→ Texte affiché
::::::
Il est toutefois peu crédible de hurler au loup en parlant de démantèlement d’« acquis » sociaux largement dévorés par l’inflation et les incohérences de la gestion bolivarienne, et alors même que les « droits » des travailleurs ont été vidés de leur contenu. Pour l’instant, la priorité de la nouvelle majorité est l’obtention d’une amnistie pour les prisonniers politiques et la négociation des conditions de la cohabitation. L’armée, de son côté, semble attendre de voir d’où souffle le vent. Sa loyauté envers le PSUV repose avant tout sur ses privilèges matériels et les bénéfices tirés de divers trafics, associés à une surveillance étroite – entre autres par les services de renseignement sous contrôle cubain.
::::::
→ Entrées enregistrées
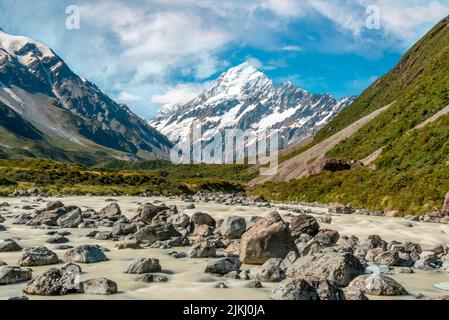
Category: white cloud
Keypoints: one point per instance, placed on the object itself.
(127, 97)
(180, 93)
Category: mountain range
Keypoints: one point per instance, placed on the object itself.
(245, 98)
(48, 111)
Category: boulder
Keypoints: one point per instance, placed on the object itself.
(123, 229)
(339, 208)
(268, 238)
(224, 265)
(233, 227)
(338, 267)
(71, 219)
(156, 232)
(57, 239)
(85, 254)
(200, 218)
(11, 275)
(304, 223)
(112, 212)
(270, 271)
(9, 246)
(101, 286)
(38, 256)
(295, 289)
(144, 265)
(54, 282)
(53, 205)
(378, 285)
(202, 249)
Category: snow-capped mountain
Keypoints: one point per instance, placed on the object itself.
(74, 118)
(245, 98)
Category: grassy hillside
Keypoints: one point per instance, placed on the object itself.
(412, 173)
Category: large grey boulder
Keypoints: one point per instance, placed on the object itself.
(38, 256)
(378, 285)
(270, 271)
(112, 212)
(295, 289)
(54, 282)
(269, 238)
(11, 275)
(9, 246)
(85, 254)
(233, 227)
(338, 267)
(156, 232)
(304, 223)
(71, 219)
(101, 286)
(224, 265)
(144, 265)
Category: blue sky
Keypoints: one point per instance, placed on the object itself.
(149, 52)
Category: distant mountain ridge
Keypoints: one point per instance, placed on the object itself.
(76, 121)
(245, 98)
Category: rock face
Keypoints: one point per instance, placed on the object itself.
(143, 265)
(54, 282)
(202, 249)
(270, 271)
(156, 232)
(11, 275)
(378, 285)
(339, 208)
(100, 286)
(268, 238)
(304, 223)
(224, 265)
(71, 220)
(85, 254)
(9, 246)
(111, 212)
(295, 289)
(338, 267)
(233, 227)
(200, 218)
(38, 256)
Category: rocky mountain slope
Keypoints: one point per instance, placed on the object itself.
(245, 98)
(406, 145)
(62, 116)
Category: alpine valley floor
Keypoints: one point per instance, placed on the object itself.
(186, 277)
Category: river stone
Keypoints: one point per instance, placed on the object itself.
(233, 227)
(157, 232)
(144, 265)
(38, 256)
(112, 211)
(11, 275)
(54, 282)
(200, 218)
(53, 205)
(378, 285)
(338, 267)
(269, 238)
(304, 223)
(71, 219)
(295, 289)
(270, 271)
(202, 249)
(101, 286)
(224, 265)
(9, 246)
(57, 239)
(85, 254)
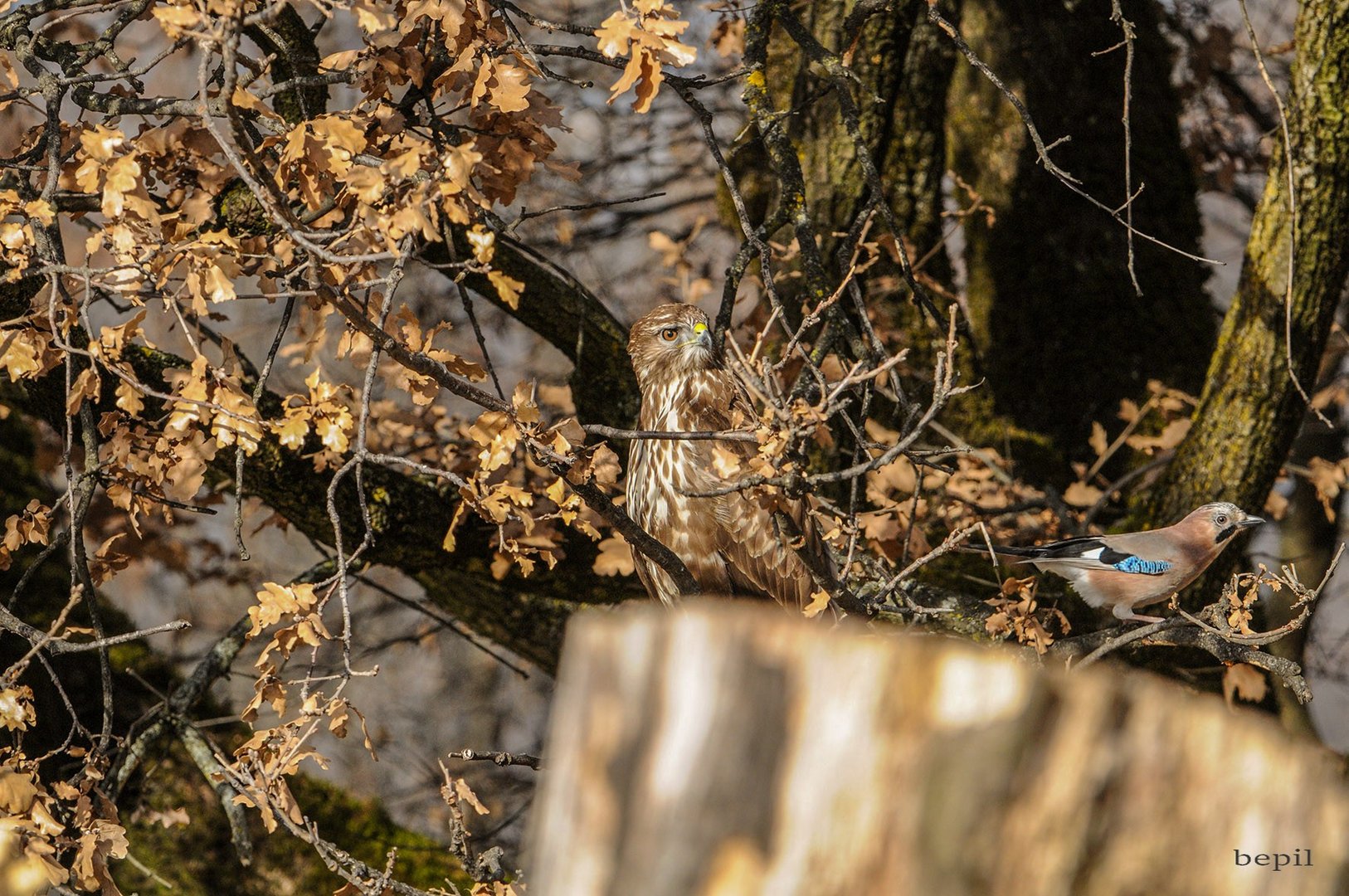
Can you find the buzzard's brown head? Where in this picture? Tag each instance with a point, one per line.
(672, 342)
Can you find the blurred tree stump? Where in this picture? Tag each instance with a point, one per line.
(730, 749)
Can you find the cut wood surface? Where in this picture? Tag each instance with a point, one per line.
(726, 749)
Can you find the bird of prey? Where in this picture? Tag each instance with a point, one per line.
(1133, 570)
(732, 543)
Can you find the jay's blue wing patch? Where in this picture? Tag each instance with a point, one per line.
(1140, 566)
(1088, 553)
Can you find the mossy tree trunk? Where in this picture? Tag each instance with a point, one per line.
(903, 68)
(1062, 331)
(1251, 409)
(900, 69)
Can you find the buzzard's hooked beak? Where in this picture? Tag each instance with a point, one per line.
(702, 336)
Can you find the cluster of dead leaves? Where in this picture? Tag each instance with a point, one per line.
(1159, 426)
(523, 498)
(27, 527)
(62, 834)
(277, 752)
(1017, 613)
(648, 34)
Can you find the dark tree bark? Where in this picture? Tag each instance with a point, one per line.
(903, 66)
(1251, 409)
(1064, 335)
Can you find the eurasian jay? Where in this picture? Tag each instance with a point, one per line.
(1137, 568)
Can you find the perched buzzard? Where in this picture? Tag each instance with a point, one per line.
(730, 543)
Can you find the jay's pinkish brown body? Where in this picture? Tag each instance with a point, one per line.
(1137, 568)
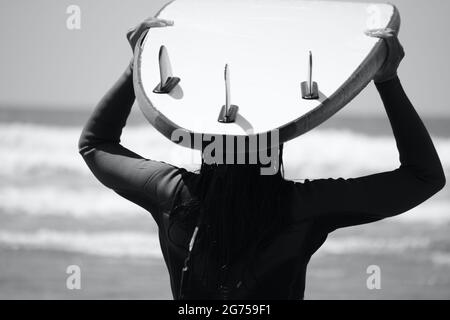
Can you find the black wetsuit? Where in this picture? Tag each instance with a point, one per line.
(318, 207)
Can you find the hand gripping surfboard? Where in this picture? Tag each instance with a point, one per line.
(247, 67)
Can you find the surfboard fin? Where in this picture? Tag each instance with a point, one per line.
(228, 112)
(310, 89)
(168, 82)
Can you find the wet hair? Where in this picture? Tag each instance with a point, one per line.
(234, 206)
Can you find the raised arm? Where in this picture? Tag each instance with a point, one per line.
(145, 182)
(341, 203)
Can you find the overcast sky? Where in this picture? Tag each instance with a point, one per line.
(43, 64)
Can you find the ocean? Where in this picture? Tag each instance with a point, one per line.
(54, 213)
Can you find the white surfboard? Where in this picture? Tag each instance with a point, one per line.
(266, 45)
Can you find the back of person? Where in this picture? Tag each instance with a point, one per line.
(229, 232)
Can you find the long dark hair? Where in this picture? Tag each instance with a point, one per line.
(234, 206)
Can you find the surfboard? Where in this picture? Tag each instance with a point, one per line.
(248, 67)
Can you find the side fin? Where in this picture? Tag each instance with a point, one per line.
(167, 81)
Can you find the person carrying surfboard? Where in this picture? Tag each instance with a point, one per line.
(228, 232)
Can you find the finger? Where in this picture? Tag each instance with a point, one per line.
(381, 33)
(158, 22)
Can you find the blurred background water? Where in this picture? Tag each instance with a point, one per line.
(53, 213)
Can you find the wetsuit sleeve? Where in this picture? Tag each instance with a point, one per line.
(150, 184)
(347, 202)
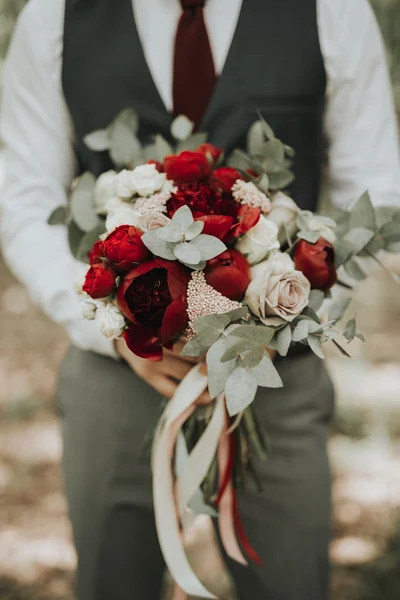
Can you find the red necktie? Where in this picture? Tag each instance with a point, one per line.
(194, 72)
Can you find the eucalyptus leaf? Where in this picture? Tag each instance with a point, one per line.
(182, 219)
(208, 245)
(58, 216)
(309, 236)
(338, 309)
(315, 345)
(316, 299)
(256, 333)
(194, 230)
(87, 242)
(240, 390)
(283, 340)
(363, 214)
(98, 141)
(157, 246)
(218, 372)
(266, 374)
(82, 204)
(188, 253)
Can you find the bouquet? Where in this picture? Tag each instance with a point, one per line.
(183, 243)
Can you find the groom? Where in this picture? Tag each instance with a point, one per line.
(316, 71)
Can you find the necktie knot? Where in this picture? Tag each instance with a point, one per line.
(187, 4)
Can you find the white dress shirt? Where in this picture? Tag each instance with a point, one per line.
(36, 128)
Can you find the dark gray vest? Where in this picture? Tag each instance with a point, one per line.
(274, 65)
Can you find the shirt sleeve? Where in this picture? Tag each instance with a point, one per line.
(360, 123)
(39, 165)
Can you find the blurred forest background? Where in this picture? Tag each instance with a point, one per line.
(36, 556)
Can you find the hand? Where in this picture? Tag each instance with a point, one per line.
(165, 375)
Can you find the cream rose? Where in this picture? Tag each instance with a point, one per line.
(277, 293)
(110, 320)
(284, 213)
(148, 222)
(125, 215)
(259, 240)
(104, 191)
(146, 180)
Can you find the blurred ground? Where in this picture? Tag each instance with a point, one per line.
(36, 556)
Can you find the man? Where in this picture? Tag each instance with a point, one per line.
(316, 71)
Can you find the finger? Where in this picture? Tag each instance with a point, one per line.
(164, 386)
(175, 368)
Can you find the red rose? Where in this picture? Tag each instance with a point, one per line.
(97, 253)
(317, 262)
(211, 152)
(229, 274)
(187, 167)
(100, 281)
(153, 297)
(223, 179)
(124, 247)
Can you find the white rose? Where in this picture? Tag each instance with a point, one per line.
(324, 231)
(104, 191)
(150, 221)
(123, 184)
(126, 215)
(110, 320)
(284, 213)
(259, 240)
(88, 309)
(277, 293)
(146, 180)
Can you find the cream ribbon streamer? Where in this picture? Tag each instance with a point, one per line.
(167, 503)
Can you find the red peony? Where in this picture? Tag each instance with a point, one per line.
(223, 179)
(124, 247)
(153, 297)
(100, 281)
(229, 274)
(97, 253)
(211, 152)
(187, 167)
(317, 262)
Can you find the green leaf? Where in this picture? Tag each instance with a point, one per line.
(354, 270)
(188, 253)
(309, 236)
(240, 390)
(256, 333)
(266, 374)
(209, 328)
(82, 204)
(253, 357)
(157, 246)
(182, 128)
(280, 181)
(359, 237)
(316, 300)
(338, 309)
(194, 230)
(218, 372)
(192, 143)
(208, 246)
(58, 216)
(363, 214)
(162, 147)
(315, 344)
(98, 141)
(284, 339)
(87, 242)
(182, 219)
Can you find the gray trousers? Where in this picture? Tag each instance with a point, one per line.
(106, 413)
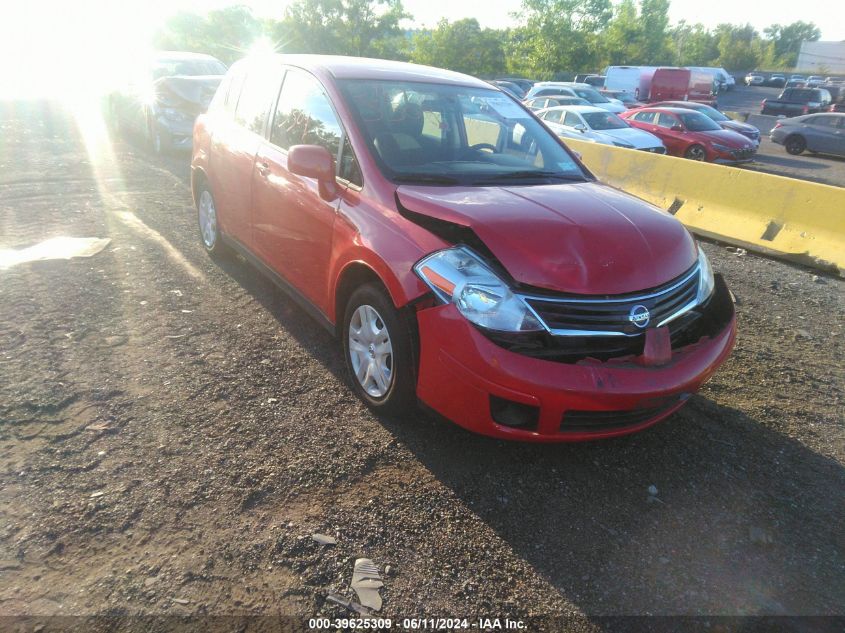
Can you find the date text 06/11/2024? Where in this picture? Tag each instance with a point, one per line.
(417, 624)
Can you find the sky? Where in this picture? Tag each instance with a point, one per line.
(62, 42)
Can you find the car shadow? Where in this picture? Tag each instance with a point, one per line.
(744, 519)
(743, 522)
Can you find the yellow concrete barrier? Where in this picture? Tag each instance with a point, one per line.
(794, 219)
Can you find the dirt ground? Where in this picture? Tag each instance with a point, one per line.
(173, 431)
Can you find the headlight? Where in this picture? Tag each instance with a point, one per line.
(173, 114)
(457, 275)
(705, 279)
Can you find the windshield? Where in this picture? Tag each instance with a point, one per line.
(603, 120)
(593, 96)
(696, 122)
(712, 113)
(440, 134)
(189, 67)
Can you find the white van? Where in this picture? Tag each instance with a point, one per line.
(635, 80)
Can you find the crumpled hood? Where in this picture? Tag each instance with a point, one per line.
(192, 92)
(584, 238)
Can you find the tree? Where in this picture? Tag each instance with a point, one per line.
(787, 40)
(368, 28)
(462, 46)
(693, 45)
(225, 33)
(559, 35)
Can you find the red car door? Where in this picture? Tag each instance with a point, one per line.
(293, 225)
(233, 148)
(674, 140)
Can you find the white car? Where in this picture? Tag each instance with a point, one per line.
(754, 79)
(585, 91)
(601, 126)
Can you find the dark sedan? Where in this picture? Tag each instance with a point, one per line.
(162, 105)
(725, 122)
(820, 133)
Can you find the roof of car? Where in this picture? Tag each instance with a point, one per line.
(577, 108)
(665, 109)
(341, 67)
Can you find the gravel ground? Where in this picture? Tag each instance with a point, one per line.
(172, 431)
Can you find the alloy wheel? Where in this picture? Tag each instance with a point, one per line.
(370, 351)
(207, 219)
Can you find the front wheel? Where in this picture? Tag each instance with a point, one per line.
(696, 152)
(377, 347)
(795, 145)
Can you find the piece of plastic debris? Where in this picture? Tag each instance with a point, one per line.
(348, 604)
(54, 248)
(366, 582)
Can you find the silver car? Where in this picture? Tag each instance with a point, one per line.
(823, 133)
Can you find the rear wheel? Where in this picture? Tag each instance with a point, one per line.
(209, 227)
(795, 144)
(377, 347)
(696, 152)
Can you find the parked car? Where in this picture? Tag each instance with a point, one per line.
(524, 84)
(494, 280)
(550, 88)
(540, 103)
(601, 126)
(162, 103)
(749, 131)
(626, 98)
(692, 135)
(820, 133)
(755, 79)
(797, 101)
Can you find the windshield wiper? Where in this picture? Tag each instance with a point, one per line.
(432, 179)
(531, 173)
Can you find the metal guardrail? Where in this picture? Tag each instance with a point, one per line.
(791, 219)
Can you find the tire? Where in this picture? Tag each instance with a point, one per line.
(378, 351)
(208, 222)
(696, 152)
(795, 144)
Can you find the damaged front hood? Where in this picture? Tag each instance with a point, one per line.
(583, 238)
(189, 92)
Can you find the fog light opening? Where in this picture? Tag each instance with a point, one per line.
(514, 414)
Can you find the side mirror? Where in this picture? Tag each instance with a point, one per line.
(314, 161)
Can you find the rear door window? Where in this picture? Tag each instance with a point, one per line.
(666, 120)
(257, 96)
(304, 115)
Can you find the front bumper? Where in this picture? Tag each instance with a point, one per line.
(466, 377)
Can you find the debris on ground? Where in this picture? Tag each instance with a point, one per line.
(324, 539)
(347, 604)
(366, 582)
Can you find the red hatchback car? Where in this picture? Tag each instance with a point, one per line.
(692, 135)
(462, 254)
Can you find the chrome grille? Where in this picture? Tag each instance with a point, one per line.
(609, 316)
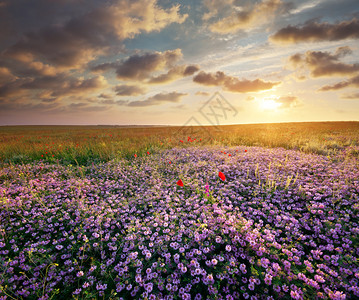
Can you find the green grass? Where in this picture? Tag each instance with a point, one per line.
(84, 145)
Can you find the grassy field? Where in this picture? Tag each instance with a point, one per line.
(88, 144)
(264, 211)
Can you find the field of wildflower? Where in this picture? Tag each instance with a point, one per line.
(180, 217)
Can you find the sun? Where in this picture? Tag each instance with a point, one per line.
(269, 103)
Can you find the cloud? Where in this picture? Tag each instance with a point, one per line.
(324, 63)
(105, 96)
(54, 86)
(247, 17)
(174, 73)
(139, 67)
(173, 97)
(233, 84)
(199, 93)
(352, 82)
(287, 101)
(129, 90)
(315, 32)
(81, 39)
(353, 96)
(6, 75)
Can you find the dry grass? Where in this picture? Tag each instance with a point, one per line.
(87, 144)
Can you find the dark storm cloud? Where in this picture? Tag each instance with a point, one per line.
(324, 63)
(314, 31)
(352, 82)
(233, 84)
(82, 38)
(129, 90)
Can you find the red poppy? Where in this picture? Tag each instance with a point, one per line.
(222, 176)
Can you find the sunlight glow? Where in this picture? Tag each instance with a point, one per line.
(269, 103)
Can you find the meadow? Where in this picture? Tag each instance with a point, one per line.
(265, 211)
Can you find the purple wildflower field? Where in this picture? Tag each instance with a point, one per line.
(282, 225)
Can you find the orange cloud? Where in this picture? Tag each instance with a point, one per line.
(248, 17)
(139, 67)
(174, 73)
(352, 82)
(314, 32)
(129, 90)
(173, 97)
(81, 39)
(324, 63)
(233, 84)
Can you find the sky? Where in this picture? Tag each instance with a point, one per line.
(164, 62)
::::::
→ Votre tâche
D'après le texte affiché, quelle est pour l'instant la priorité de la nouvelle majorité ? Les entrées ne sont pas nécessaires ici.

→ Réponse attendue
Sa priorité est d'obtenir une amnistie pour les prisonniers politiques et de négocier les conditions de la cohabitation.